### YOUR OBJECTIVE
Set out the entries as a JSON list of strings, one string per line and no blank lines, starting with the line that contains "Practice step: put one dot on every instance of the bare" and going on through the last line of the entries.

### Rows from a dataset

+++

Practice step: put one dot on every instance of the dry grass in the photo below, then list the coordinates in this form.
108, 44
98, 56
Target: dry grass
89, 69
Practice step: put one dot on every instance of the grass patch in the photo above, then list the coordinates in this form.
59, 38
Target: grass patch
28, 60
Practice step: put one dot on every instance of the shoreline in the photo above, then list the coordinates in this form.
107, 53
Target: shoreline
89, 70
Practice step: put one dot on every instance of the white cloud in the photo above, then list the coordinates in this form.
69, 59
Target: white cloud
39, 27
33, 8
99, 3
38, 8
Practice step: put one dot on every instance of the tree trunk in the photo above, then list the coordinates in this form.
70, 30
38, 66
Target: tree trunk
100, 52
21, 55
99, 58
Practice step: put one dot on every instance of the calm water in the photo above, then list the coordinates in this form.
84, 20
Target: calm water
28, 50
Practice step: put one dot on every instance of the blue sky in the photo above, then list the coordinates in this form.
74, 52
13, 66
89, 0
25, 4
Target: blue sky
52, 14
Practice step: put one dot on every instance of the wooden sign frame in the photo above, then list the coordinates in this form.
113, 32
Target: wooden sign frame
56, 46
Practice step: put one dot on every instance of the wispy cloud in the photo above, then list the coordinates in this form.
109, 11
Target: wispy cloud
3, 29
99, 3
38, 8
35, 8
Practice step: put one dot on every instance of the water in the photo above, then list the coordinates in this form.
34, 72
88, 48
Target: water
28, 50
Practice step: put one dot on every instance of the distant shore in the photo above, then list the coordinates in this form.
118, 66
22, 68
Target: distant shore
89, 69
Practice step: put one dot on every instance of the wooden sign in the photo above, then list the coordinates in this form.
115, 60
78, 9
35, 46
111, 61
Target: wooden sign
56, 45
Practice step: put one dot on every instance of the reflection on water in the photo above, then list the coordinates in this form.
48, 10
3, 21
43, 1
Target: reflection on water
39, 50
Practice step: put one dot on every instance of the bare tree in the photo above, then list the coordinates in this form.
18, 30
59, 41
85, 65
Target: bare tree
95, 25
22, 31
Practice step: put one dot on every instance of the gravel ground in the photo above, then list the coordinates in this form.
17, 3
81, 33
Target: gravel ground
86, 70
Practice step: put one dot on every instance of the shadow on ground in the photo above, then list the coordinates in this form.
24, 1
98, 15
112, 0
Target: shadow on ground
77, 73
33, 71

+++

### TASK OUTPUT
[
  "Practice step: put one dot on every instance of the bare tree in the photo above, then list the coordinates in this form.",
  "18, 30",
  "59, 41",
  "85, 65",
  "Target: bare tree",
  "95, 25",
  "22, 31",
  "Practice step: put one dot on every instance of the gravel ground in the photo above, then list the coordinates in this form.",
  "17, 3",
  "81, 33",
  "Target: gravel ground",
  "86, 70",
  "Practice step: put one dot on every instance of the shadow on ground in the photo above, then list the coordinates in this form.",
  "24, 1",
  "98, 15",
  "112, 0",
  "Target: shadow on ground",
  "77, 73",
  "33, 71"
]